START TEXT BLOCK

How do I prove this seemingly simple trigonometric identity

$$a = \sin\theta+\sin\phi\\b=\tan\theta+\tan\phi\\c=\sec\theta+\sec\phi$$ Show that, $8bc=a[4b^2 + (b^2-c^2)^2]$

I tried to solve this for hours and have gotten no-where. Here's what I've got so far : $$ \\a= 2\sin(\frac{\theta+\phi}{2})\cos(\frac{\theta-\phi}{2}) \\ b = \frac{2\sin(\theta+\phi)}{\cos(\theta+\phi)+\cos(\theta-\phi)} \\c=\frac{2(\cos\theta+\cos\phi)}{\cos(\theta+\phi)+\cos(\theta-\phi)} \\a^2 = \frac{\sin^2(\theta+\phi)[\cos(\theta+\phi)+1]}{\cos(\theta+\phi)+1}\\\cos(\theta-\phi)=\frac{ca}{b}-1\\\sin^2(\frac{\theta+\phi}{2})=\frac{2a^2b}{4(ca+b)}$$

Hint: Divide both sides of $8bc=a[4b^2 + (b^2-c^2)^2]$ by $bc$. You will end up with this: $$8 = a[4\frac{b}{c}+bc(\frac{b}{c}-\frac{c}{b})^2]$$ Take the RHS and you can prove that it is equal to 8.

END TEXT BLOCK
START PROVIDED MATERIAL

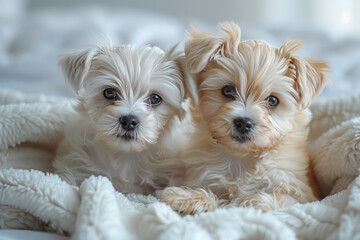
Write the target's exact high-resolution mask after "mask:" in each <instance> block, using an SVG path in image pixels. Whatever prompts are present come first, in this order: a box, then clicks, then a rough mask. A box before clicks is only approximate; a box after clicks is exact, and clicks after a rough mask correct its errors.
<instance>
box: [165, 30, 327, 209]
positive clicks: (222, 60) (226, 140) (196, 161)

END PROVIDED MATERIAL

JOB — Copy the passage of the trigonometric identity thread above from "How do I prove" to "equal to 8.".

RESPONSE TO THE TASK —
How do I prove this seemingly simple trigonometric identity

$$a = \sin\theta+\sin\phi\\b=\tan\theta+\tan\phi\\c=\sec\theta+\sec\phi$$ Show that, $8bc=a[4b^2 + (b^2-c^2)^2]$

I tried to solve this for hours and have gotten no-where. Here's what I've got so far : $$ \\a= 2\sin(\frac{\theta+\phi}{2})\cos(\frac{\theta-\phi}{2}) \\ b = \frac{2\sin(\theta+\phi)}{\cos(\theta+\phi)+\cos(\theta-\phi)} \\c=\frac{2(\cos\theta+\cos\phi)}{\cos(\theta+\phi)+\cos(\theta-\phi)} \\a^2 = \frac{\sin^2(\theta+\phi)[\cos(\theta+\phi)+1]}{\cos(\theta+\phi)+1}\\\cos(\theta-\phi)=\frac{ca}{b}-1\\\sin^2(\frac{\theta+\phi}{2})=\frac{2a^2b}{4(ca+b)}$$

Hint: Divide both sides of $8bc=a[4b^2 + (b^2-c^2)^2]$ by $bc$. You will end up with this: $$8 = a[4\frac{b}{c}+bc(\frac{b}{c}-\frac{c}{b})^2]$$ Take the RHS and you can prove that it is equal to 8.